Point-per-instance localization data
○ ○ ○ ○ ○ ○ ○
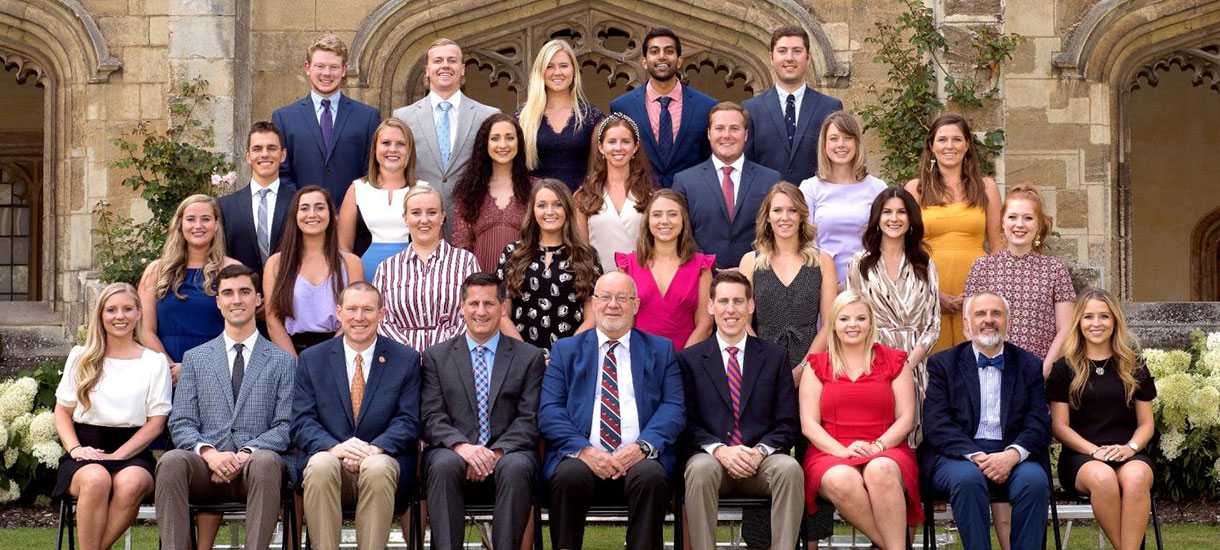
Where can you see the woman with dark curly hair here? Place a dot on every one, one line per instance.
(489, 200)
(549, 272)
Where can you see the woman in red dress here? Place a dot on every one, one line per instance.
(857, 411)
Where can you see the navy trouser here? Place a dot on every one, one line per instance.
(968, 488)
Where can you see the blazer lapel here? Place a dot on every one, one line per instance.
(499, 370)
(309, 117)
(715, 367)
(422, 114)
(339, 373)
(460, 355)
(808, 105)
(969, 367)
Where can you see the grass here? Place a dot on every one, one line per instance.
(1177, 537)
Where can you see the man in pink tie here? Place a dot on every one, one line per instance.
(725, 192)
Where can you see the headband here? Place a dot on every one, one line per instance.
(602, 128)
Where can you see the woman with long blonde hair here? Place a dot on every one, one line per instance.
(556, 120)
(182, 282)
(1101, 409)
(857, 409)
(111, 403)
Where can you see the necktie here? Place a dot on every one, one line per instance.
(238, 371)
(735, 394)
(327, 123)
(726, 185)
(260, 226)
(482, 381)
(789, 116)
(997, 361)
(665, 129)
(358, 387)
(443, 133)
(611, 423)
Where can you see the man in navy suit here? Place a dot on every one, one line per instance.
(327, 134)
(356, 421)
(672, 117)
(597, 448)
(254, 215)
(986, 426)
(725, 193)
(787, 120)
(742, 420)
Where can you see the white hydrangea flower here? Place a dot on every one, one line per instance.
(11, 493)
(48, 454)
(1171, 443)
(17, 398)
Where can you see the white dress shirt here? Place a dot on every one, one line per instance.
(271, 203)
(783, 99)
(990, 403)
(628, 415)
(334, 105)
(349, 360)
(736, 176)
(455, 100)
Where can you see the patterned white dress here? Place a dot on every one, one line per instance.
(908, 315)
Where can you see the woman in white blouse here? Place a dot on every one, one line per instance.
(111, 403)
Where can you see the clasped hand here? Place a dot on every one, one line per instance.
(739, 461)
(480, 460)
(611, 466)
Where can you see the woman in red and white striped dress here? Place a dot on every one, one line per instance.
(421, 285)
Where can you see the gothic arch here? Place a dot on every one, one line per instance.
(391, 42)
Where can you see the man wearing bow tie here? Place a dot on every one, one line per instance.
(986, 427)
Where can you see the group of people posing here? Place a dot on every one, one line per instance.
(642, 295)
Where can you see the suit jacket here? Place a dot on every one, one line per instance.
(449, 404)
(689, 144)
(240, 234)
(204, 410)
(570, 388)
(769, 398)
(419, 117)
(767, 140)
(709, 216)
(336, 166)
(953, 396)
(389, 412)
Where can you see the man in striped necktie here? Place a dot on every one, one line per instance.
(742, 416)
(611, 410)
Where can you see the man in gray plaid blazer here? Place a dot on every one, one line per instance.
(229, 422)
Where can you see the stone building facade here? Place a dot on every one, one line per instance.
(1109, 106)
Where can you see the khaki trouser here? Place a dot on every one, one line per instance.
(328, 488)
(778, 476)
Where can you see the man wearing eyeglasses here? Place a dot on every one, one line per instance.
(611, 410)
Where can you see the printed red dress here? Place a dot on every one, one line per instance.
(861, 410)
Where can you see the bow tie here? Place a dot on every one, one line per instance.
(997, 361)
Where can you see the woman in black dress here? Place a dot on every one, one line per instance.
(1101, 410)
(549, 272)
(111, 403)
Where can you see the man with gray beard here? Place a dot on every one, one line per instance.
(986, 427)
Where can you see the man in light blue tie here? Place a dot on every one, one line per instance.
(478, 407)
(986, 428)
(444, 122)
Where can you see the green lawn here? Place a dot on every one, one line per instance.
(1180, 537)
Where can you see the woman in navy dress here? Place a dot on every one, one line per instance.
(556, 120)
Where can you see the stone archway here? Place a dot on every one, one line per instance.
(500, 40)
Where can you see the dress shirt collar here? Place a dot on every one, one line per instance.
(455, 100)
(624, 342)
(650, 93)
(720, 165)
(492, 343)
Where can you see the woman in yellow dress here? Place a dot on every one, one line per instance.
(960, 209)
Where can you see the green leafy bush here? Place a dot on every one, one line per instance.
(167, 167)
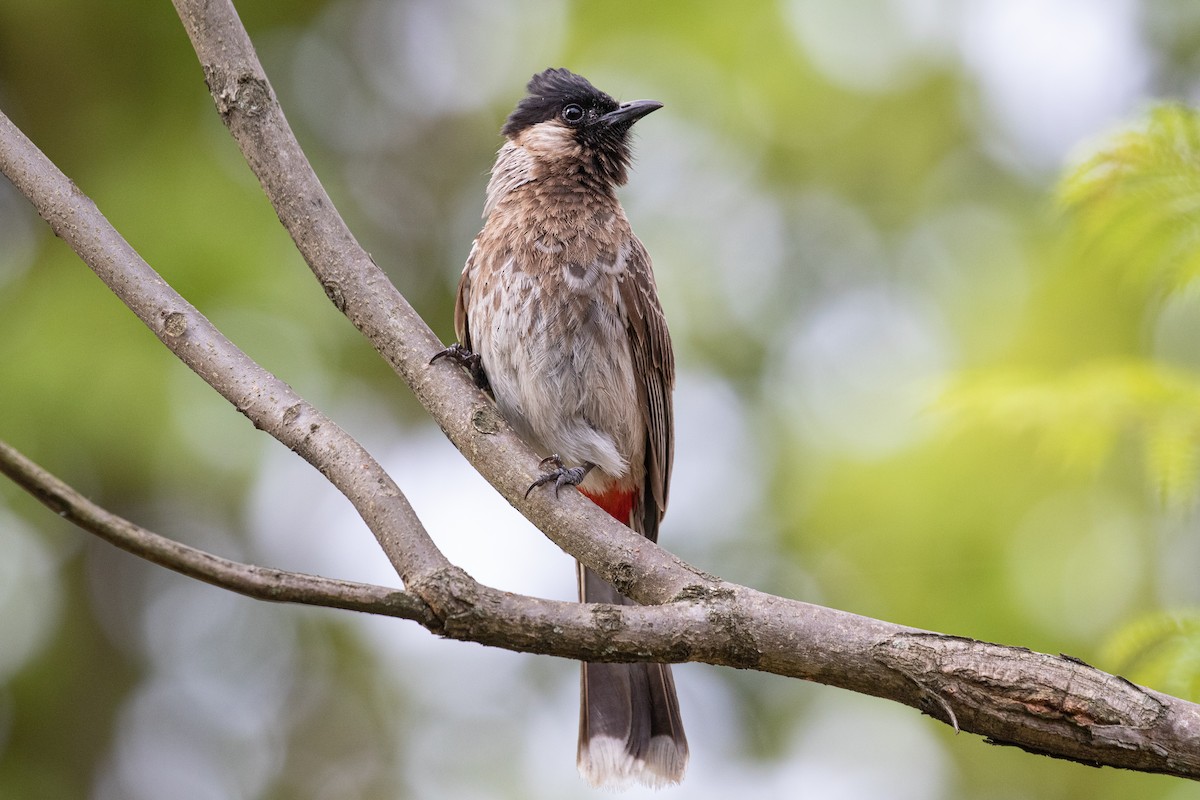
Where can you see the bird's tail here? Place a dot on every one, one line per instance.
(629, 716)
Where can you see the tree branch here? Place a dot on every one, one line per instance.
(257, 582)
(1043, 703)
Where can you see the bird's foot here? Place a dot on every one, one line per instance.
(468, 360)
(559, 474)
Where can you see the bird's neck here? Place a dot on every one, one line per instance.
(519, 176)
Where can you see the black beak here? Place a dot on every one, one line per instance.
(629, 113)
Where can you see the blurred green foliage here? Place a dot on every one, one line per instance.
(917, 384)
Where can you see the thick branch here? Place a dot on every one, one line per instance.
(357, 287)
(267, 401)
(262, 583)
(1043, 703)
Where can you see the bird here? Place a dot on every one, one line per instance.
(558, 316)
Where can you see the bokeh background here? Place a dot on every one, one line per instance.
(907, 388)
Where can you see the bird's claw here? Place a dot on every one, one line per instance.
(559, 474)
(467, 359)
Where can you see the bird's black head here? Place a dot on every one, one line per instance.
(568, 121)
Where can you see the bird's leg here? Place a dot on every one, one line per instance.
(471, 361)
(561, 475)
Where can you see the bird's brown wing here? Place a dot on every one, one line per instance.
(654, 370)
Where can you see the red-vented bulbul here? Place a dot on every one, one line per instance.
(559, 316)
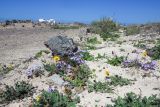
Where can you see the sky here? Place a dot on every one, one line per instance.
(122, 11)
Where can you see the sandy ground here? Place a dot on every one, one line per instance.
(19, 44)
(16, 45)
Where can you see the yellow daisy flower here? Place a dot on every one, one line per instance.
(56, 58)
(38, 98)
(107, 73)
(144, 54)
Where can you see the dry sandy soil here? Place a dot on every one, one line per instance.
(19, 44)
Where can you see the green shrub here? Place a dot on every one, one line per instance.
(5, 69)
(140, 44)
(50, 67)
(87, 56)
(100, 56)
(154, 52)
(65, 27)
(115, 61)
(118, 80)
(54, 99)
(20, 91)
(89, 47)
(102, 87)
(108, 36)
(132, 100)
(93, 40)
(103, 25)
(39, 54)
(81, 76)
(132, 30)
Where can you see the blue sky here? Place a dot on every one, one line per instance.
(123, 11)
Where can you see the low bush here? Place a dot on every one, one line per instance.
(93, 40)
(154, 52)
(115, 61)
(80, 76)
(102, 87)
(87, 56)
(5, 69)
(39, 54)
(108, 36)
(140, 44)
(19, 91)
(54, 99)
(104, 25)
(99, 56)
(132, 100)
(118, 80)
(89, 47)
(132, 30)
(51, 68)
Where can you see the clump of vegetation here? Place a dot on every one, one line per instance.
(118, 80)
(80, 76)
(102, 87)
(19, 91)
(39, 54)
(50, 68)
(105, 27)
(132, 100)
(107, 87)
(54, 99)
(100, 56)
(140, 44)
(132, 30)
(115, 61)
(87, 56)
(65, 27)
(108, 36)
(5, 69)
(93, 40)
(155, 51)
(89, 47)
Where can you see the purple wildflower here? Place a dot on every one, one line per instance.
(50, 89)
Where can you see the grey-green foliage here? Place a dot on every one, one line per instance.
(81, 75)
(39, 54)
(132, 30)
(87, 56)
(109, 36)
(19, 91)
(5, 69)
(54, 99)
(132, 100)
(102, 87)
(118, 80)
(50, 67)
(104, 25)
(93, 40)
(155, 51)
(115, 61)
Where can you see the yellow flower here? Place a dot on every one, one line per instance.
(107, 73)
(56, 58)
(38, 98)
(144, 54)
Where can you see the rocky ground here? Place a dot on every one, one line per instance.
(19, 45)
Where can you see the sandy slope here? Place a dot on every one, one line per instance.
○ ○ ○ ○ ○ ○ ○
EXERCISE BRIEF: From the line with "Where can you see the blue" through the last line of the records, set down every line exactly as written and leave out all others.

FINISHED TASK:
Where can you see the blue sky here? Place a dot on every one, one line per instance.
(123, 11)
Where can you see the low bush here? Place a dot on every one, one line per instance.
(93, 40)
(154, 52)
(115, 61)
(80, 76)
(102, 87)
(87, 56)
(5, 69)
(39, 54)
(108, 36)
(140, 44)
(19, 91)
(54, 99)
(104, 25)
(99, 56)
(132, 100)
(118, 80)
(89, 47)
(132, 30)
(51, 68)
Where can you see the clump of vegetation here? Place a dot on every one, one line per instance.
(118, 80)
(80, 76)
(102, 87)
(19, 91)
(39, 54)
(50, 68)
(105, 27)
(132, 100)
(107, 87)
(54, 99)
(100, 56)
(140, 44)
(132, 30)
(115, 61)
(87, 56)
(65, 27)
(108, 36)
(5, 69)
(93, 40)
(155, 51)
(89, 47)
Where can you see the purple wildflower here? Place a dot on every one, one line per instance.
(50, 89)
Where can you see the grey-green foliage here? Place a dot on every one, one line per instance.
(81, 75)
(39, 54)
(132, 30)
(87, 56)
(109, 36)
(19, 91)
(5, 69)
(54, 99)
(132, 100)
(102, 87)
(118, 80)
(50, 67)
(104, 25)
(93, 40)
(155, 51)
(115, 61)
Where can you see the yellow flower here? Place a dot on every one, one line per instance.
(107, 73)
(56, 58)
(38, 98)
(144, 54)
Where can you see the rocky ground here? Place a dot on every one, one line per instance.
(19, 45)
Where can you see the sandy slope here? Place a dot on every one, one line per instance.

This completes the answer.